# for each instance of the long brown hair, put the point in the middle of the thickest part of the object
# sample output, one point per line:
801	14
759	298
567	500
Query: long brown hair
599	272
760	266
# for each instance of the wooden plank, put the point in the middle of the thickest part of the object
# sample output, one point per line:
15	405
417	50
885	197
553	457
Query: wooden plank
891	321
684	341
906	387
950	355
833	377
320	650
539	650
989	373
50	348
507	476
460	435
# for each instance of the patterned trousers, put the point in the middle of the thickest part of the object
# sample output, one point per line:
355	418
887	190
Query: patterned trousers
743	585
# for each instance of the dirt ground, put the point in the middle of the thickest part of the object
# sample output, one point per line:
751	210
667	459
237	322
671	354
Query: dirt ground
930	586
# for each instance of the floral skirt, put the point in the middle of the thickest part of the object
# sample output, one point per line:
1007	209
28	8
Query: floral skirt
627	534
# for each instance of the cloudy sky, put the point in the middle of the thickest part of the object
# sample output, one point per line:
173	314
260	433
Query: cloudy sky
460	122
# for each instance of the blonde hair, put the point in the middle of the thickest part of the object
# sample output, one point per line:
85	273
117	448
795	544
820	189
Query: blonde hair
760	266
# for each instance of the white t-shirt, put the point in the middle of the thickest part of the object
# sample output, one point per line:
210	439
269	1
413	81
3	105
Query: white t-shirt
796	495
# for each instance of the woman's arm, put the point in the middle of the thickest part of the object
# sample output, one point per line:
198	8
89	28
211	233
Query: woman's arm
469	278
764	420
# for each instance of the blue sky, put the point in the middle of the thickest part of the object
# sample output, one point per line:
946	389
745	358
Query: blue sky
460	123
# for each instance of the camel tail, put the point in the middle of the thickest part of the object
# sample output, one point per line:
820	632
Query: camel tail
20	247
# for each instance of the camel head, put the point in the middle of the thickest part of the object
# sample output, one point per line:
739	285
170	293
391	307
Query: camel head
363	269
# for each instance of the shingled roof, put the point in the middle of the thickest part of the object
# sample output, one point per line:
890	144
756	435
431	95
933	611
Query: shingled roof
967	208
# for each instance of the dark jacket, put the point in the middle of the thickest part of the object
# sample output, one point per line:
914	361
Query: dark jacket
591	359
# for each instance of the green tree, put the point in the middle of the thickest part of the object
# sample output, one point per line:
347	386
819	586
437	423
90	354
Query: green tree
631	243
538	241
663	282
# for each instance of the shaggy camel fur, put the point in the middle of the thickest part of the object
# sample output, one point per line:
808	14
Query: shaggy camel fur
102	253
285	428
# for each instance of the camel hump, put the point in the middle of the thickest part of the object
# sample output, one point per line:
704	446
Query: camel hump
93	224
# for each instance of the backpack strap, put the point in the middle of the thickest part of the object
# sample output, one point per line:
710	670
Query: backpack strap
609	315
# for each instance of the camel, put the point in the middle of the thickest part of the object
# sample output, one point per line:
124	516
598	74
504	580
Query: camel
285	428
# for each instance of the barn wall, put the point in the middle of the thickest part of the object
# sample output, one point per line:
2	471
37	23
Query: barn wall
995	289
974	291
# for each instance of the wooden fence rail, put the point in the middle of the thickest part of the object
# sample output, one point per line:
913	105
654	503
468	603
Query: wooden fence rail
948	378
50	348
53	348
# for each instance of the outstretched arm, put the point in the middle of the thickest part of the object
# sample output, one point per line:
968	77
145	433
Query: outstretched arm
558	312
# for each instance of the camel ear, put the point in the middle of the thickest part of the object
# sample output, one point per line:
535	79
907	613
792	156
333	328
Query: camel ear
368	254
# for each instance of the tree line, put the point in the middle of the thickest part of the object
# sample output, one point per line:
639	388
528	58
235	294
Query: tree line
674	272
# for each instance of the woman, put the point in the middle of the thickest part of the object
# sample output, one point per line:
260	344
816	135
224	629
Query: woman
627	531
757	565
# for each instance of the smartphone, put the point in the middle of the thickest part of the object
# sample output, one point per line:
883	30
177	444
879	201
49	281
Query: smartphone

________________________

> Assignment: For the word "smartphone", return every line of the records that holds it.

> Expected answer:
# for each instance of the smartphone, put the point in the middle of the thickest part of the object
Query: smartphone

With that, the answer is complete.